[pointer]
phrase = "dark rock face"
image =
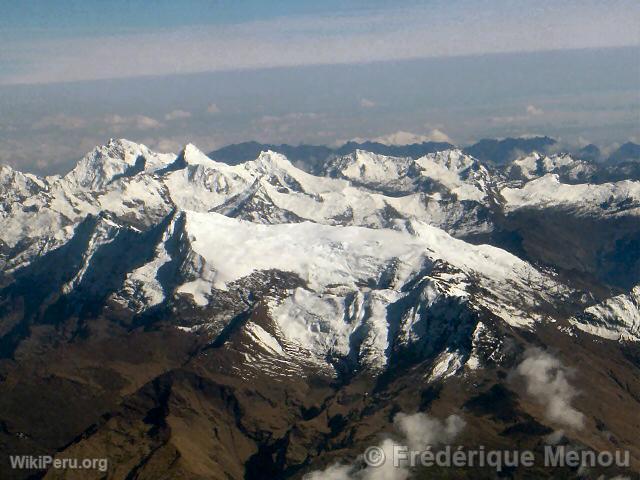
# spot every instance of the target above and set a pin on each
(118, 339)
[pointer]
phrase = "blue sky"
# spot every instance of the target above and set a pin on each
(74, 73)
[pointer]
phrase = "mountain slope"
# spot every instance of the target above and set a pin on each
(160, 309)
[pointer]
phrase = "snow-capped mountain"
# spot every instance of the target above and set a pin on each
(436, 269)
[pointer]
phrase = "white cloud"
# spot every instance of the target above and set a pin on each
(377, 35)
(212, 109)
(366, 103)
(534, 111)
(422, 430)
(406, 138)
(333, 472)
(61, 121)
(417, 431)
(120, 123)
(177, 115)
(546, 380)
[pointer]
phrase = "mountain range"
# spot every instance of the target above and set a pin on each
(271, 311)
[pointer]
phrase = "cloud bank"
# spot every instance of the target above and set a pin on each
(417, 431)
(469, 28)
(547, 381)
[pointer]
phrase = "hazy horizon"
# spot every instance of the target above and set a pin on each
(74, 74)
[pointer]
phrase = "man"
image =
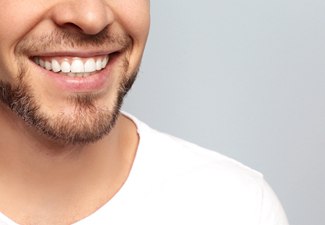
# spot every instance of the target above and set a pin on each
(68, 156)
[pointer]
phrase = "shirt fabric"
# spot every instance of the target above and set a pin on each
(176, 182)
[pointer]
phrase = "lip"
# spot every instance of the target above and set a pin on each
(94, 83)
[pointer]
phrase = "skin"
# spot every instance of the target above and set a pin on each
(52, 181)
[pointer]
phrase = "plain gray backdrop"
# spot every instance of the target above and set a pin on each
(247, 79)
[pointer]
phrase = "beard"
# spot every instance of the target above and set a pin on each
(88, 123)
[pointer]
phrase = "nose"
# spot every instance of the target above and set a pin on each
(88, 16)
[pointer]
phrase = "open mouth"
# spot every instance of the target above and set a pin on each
(73, 66)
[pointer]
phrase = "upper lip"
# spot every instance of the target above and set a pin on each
(81, 54)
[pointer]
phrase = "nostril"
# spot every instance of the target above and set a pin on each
(71, 27)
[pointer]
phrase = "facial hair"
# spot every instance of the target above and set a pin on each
(89, 123)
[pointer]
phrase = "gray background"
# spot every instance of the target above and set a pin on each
(247, 79)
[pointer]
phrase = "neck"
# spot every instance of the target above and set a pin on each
(48, 176)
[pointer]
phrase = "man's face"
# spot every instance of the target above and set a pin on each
(65, 65)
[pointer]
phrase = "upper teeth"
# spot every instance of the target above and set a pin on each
(74, 65)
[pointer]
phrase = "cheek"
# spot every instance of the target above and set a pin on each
(135, 17)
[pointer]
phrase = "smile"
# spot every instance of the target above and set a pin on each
(73, 66)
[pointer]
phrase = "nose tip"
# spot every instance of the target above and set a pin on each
(88, 16)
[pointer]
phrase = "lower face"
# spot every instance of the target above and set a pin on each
(69, 99)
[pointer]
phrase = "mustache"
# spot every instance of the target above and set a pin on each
(60, 38)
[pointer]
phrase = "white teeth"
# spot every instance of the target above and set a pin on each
(55, 66)
(42, 63)
(77, 67)
(65, 67)
(48, 65)
(98, 64)
(90, 66)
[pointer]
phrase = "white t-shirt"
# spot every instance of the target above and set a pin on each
(173, 182)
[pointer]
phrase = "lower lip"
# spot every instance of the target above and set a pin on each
(92, 83)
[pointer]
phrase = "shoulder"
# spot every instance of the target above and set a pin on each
(211, 187)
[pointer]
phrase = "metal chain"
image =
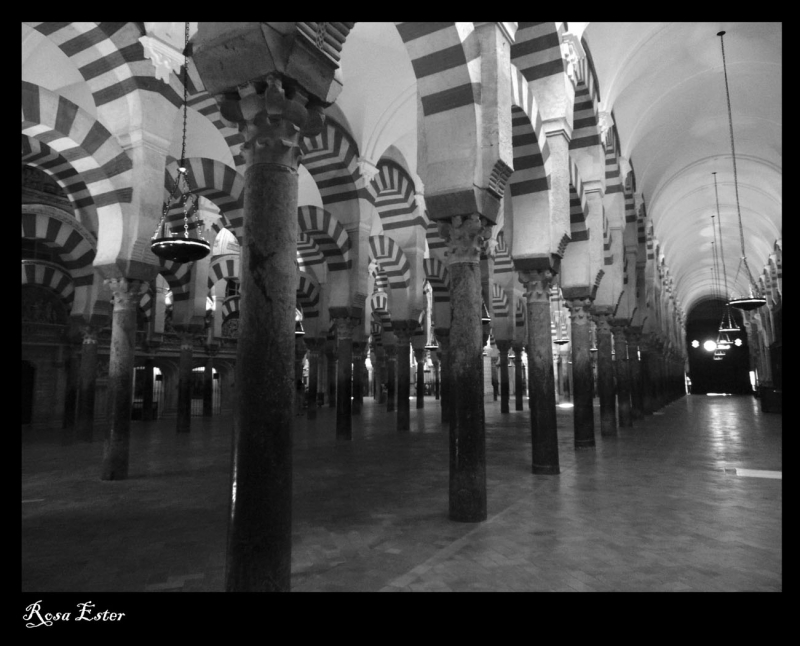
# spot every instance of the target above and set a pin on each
(733, 155)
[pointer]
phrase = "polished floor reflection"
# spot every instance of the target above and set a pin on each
(665, 506)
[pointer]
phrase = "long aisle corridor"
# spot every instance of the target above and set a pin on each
(689, 499)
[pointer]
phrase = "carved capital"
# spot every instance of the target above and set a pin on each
(274, 120)
(464, 236)
(579, 310)
(126, 292)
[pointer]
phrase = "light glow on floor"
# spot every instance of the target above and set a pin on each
(757, 473)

_ _ _ _ _ _ _

• _EXERCISE TASK_
Repeat all the data as it stands, dropping any images it holds.

• _REPLY TO THE TASK_
[pointer]
phrase = "dark rock face"
image =
# spot every instance of the target above and set a pin on each
(118, 339)
[pointer]
phrase = "blue sky"
# spot every instance of the target above and set a pin on each
(74, 73)
[pointer]
phrase = "mountain slope"
# spot every instance of the target above and set a pin on each
(160, 309)
[pointer]
phrase = "snow-capped mountain"
# spot every instance of the target above and set a pin on each
(436, 269)
[pointer]
phrase = "white cloud"
# spot every instance of the target above and set a pin on each
(377, 35)
(212, 109)
(366, 103)
(534, 111)
(422, 430)
(406, 138)
(333, 472)
(61, 121)
(417, 431)
(120, 123)
(177, 115)
(546, 380)
[pointer]
phrase = "mountain range"
# spot every instance of the target above and set a pin on each
(271, 311)
[pointer]
phrase = "cloud bank"
# spot every instance of the target above and set a pin on each
(417, 431)
(469, 28)
(547, 381)
[pointer]
phrase = "hazy horizon"
# spot every instance of the target above and set a pin on each
(74, 74)
[pointer]
phrase = "man"
image =
# spot every instance of the target above and set a pin on each
(68, 156)
[pointer]
phrase = "shirt fabric"
# spot every instance of the target above and set a pin on each
(176, 182)
[pointer]
phrase = "lip"
# spot every instance of the target above and set a pin on each
(94, 83)
[pointer]
phrase = "skin"
# spot every instance of the target above and set a pin on each
(52, 181)
[pointer]
phrase = "plain gray backdrop"
# spot every instance of the target above and set a pin on each
(247, 79)
[pointer]
phrase = "beard"
# spot every instance of the target above and set a pin on each
(88, 123)
[pointer]
phrase = "nose"
# spot every instance of the target above and set a pin on each
(88, 16)
[pointer]
phrase = "open mouth"
# spot every instance of the target above and set a pin on each
(73, 66)
[pointer]
phrase = "upper lip"
# spot every instance of the target above and set a pin on each
(81, 54)
[pointer]
phrase = "nostril"
# spot every instance of the target above and set a pin on each
(71, 27)
[pointer]
phrase = "facial hair"
# spot every instance of the target above and set a pin on each
(89, 123)
[pointer]
phrase = "gray background"
# spot every instance of the target above and set a pin on each
(247, 79)
[pointer]
phrase = "neck"
# spot every instance of the target above and set a pin on each
(48, 176)
[pointer]
phrase = "man's face"
# spot every instance of the target above and set a pin on each
(65, 65)
[pointer]
phrase = "upper teeth"
# spot every instance of the target above and set a pin on each
(74, 65)
[pointer]
phrase = "cheek"
# spot every instance of the target above and set a pin on each
(135, 17)
[pointer]
phrase = "smile"
# spot every instance of the target above and set a pin on each
(73, 66)
[pointer]
phrase = "nose tip"
# spot every instance of the target above and set a pin on each
(88, 16)
[pointer]
phrase = "lower face"
# spot every instance of the target above and set a pin on each
(69, 99)
[pointer]
phrase = "mustache"
# spot every instance of the target above and set a pin on each
(60, 38)
[pointer]
phrase = "white teeth"
# spot every instance of the target above and set a pin on each
(55, 66)
(42, 63)
(77, 67)
(65, 67)
(48, 65)
(98, 64)
(90, 66)
[pointer]
phrase = "white t-shirt"
# spot every instance of the target above and set a pin on each
(173, 182)
[pointer]
phrase = "lower lip"
# spot every instance of the target above and set a pin on each
(92, 83)
[pointer]
phrase = "shoulder"
# spot every instance of the target above and set a pin on each
(211, 187)
[pointer]
phrase = "metal chain"
image =
# spot every instance of the target above and set a pin on each
(733, 155)
[pointer]
phrase = "polished floor reflection"
# spot every instance of the target above and set a pin on each
(665, 506)
[pointer]
phrase = "long aisle corridor"
# spot every instance of the target above and set a pin on each
(689, 499)
[pointer]
phrase = "carved capital"
# spot every instance of the target above and set a pin on each
(274, 120)
(464, 236)
(579, 310)
(126, 292)
[pointer]
phrase = "light glow on floor"
# spot every instance of the target above and set a pin on each
(757, 473)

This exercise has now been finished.